Exercise materials: Begin

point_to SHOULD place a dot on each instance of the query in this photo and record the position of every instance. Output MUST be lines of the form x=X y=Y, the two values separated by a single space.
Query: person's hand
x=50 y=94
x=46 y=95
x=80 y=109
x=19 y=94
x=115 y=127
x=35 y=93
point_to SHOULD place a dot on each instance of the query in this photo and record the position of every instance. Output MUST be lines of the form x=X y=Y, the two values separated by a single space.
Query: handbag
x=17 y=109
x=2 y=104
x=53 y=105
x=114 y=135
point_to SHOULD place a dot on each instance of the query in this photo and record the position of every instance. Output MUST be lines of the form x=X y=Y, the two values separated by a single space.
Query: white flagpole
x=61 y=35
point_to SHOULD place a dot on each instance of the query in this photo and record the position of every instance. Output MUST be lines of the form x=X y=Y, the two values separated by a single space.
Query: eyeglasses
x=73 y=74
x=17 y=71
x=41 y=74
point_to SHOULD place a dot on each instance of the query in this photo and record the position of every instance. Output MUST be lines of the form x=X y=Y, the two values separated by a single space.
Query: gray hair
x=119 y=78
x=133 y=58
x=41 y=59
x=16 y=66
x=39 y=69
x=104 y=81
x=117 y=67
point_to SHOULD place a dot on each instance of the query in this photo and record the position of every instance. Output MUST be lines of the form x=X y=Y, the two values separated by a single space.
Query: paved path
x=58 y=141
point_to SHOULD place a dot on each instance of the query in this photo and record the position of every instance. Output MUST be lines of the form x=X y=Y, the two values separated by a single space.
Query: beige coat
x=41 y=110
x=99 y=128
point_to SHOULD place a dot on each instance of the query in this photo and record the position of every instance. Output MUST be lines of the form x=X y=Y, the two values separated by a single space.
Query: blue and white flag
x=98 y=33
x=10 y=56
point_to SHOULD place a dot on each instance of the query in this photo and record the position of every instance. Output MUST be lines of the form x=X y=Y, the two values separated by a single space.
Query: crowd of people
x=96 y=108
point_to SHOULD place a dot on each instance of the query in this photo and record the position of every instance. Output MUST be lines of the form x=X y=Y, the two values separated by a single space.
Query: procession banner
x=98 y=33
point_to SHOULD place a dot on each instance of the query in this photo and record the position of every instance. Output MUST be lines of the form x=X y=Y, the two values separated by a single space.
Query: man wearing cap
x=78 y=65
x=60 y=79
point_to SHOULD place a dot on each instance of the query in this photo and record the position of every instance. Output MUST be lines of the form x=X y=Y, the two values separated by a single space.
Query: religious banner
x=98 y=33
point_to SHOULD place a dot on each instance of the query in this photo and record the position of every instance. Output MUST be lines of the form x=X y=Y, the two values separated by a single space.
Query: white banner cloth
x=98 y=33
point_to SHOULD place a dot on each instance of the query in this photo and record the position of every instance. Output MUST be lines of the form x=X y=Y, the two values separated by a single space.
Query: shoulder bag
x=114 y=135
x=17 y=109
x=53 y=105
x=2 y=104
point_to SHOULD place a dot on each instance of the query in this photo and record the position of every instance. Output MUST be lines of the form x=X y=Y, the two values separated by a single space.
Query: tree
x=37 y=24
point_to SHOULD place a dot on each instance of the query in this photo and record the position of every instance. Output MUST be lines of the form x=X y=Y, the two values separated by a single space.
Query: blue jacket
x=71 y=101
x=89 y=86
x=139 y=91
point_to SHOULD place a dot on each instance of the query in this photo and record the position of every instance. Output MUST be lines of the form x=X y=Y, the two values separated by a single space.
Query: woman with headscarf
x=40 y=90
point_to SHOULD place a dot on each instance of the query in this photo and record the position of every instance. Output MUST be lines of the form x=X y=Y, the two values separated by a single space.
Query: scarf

Exercise materials: End

Print only the lines running from the one with "Query: religious banner" to the final line of the data above, each exactly as it appears.

Solution for this exercise:
Query: religious banner
x=98 y=33
point_to SHOULD place a dot on each instance of the query in this photo and record the position of every instance. Output MUST be lines of the form x=X y=Y, the two values separated by a single space.
Query: white banner cloth
x=98 y=33
point_to SHOULD place a dot on each instance of the query in this photo and record the position of every instance. Output MUST be lines of the form x=X y=Y, the two values separated by a single space.
Query: shoulder bag
x=114 y=135
x=17 y=109
x=53 y=105
x=2 y=104
point_to SHOULD place a dot on each instance of the query in this photo and record the position of every instance. Output MUST be lines of the form x=X y=Y, the two values separated by a single space.
Query: tree
x=37 y=24
point_to SHOULD place a dot on each instance of the query in this photo and record the position of every instance. Output MUST be lines of the form x=X y=Y, the two values separated by a single space.
Query: blue jacket
x=71 y=101
x=89 y=86
x=139 y=91
point_to SHOULD place a dot on each instance of the query in this photo and record the position of every instance. Output MUST be lines of the form x=X y=Y, the two values separated by a single space.
Query: woman with headscarf
x=40 y=90
point_to SHOULD place a dot on each instance of the query in this photo and record the position of every instance. Output MUST be lines of the form x=X y=Y, the two values separated by a single space.
Query: scarf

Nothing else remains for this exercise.